(Saved entries)
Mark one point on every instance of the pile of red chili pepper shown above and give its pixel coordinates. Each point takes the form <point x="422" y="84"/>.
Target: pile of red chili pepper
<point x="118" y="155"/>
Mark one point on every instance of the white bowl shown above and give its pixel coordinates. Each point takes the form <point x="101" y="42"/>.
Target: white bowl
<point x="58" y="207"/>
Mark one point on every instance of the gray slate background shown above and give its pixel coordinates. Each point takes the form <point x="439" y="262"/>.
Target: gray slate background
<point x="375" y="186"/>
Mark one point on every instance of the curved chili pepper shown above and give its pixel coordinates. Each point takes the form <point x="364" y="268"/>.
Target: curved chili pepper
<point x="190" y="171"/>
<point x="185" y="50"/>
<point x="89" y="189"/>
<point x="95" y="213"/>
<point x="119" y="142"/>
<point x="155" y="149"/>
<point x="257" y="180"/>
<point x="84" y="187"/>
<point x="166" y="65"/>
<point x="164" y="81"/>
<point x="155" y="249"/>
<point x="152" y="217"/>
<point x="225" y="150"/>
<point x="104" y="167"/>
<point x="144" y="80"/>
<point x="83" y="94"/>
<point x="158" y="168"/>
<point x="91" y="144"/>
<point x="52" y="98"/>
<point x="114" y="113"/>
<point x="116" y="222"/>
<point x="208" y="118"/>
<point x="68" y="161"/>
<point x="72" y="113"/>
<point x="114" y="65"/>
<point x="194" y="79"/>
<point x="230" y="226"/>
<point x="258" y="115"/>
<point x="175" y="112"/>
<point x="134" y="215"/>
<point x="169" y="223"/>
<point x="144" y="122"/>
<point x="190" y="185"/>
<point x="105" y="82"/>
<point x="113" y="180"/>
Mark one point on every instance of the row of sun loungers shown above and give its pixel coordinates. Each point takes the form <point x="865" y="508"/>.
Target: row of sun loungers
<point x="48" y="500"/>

Directions:
Extract all of the data exactly as written.

Exercise output:
Mark one point on every instance of the pile of red chili pepper shown above and give its pixel coordinates. Each point takes the form <point x="422" y="84"/>.
Target: pile of red chili pepper
<point x="118" y="155"/>
Mark one point on every instance of the white bowl shown above and give its pixel coordinates. Each point takes the form <point x="101" y="42"/>.
Target: white bowl
<point x="58" y="207"/>
Mark one point on every instance of the gray slate background shown above and give its pixel coordinates. Each point takes the form <point x="439" y="262"/>.
Target: gray slate background
<point x="375" y="186"/>
Mark one point on every instance of the curved chili pepper shown above and give its pixel coordinates. Each point takes the form <point x="364" y="268"/>.
Target: curved chili pepper
<point x="190" y="171"/>
<point x="185" y="50"/>
<point x="89" y="189"/>
<point x="95" y="213"/>
<point x="119" y="142"/>
<point x="155" y="149"/>
<point x="257" y="180"/>
<point x="84" y="187"/>
<point x="166" y="65"/>
<point x="164" y="81"/>
<point x="155" y="249"/>
<point x="152" y="217"/>
<point x="225" y="150"/>
<point x="104" y="167"/>
<point x="144" y="80"/>
<point x="83" y="94"/>
<point x="158" y="168"/>
<point x="91" y="144"/>
<point x="52" y="98"/>
<point x="114" y="113"/>
<point x="116" y="222"/>
<point x="208" y="118"/>
<point x="68" y="161"/>
<point x="72" y="113"/>
<point x="114" y="65"/>
<point x="194" y="79"/>
<point x="230" y="226"/>
<point x="258" y="115"/>
<point x="175" y="112"/>
<point x="134" y="215"/>
<point x="169" y="223"/>
<point x="144" y="122"/>
<point x="190" y="185"/>
<point x="105" y="82"/>
<point x="113" y="180"/>
Mark one point on every instance of the row of sun loungers shown above and give its pixel coordinates. Each point takes the form <point x="865" y="508"/>.
Target: row of sun loungers
<point x="48" y="500"/>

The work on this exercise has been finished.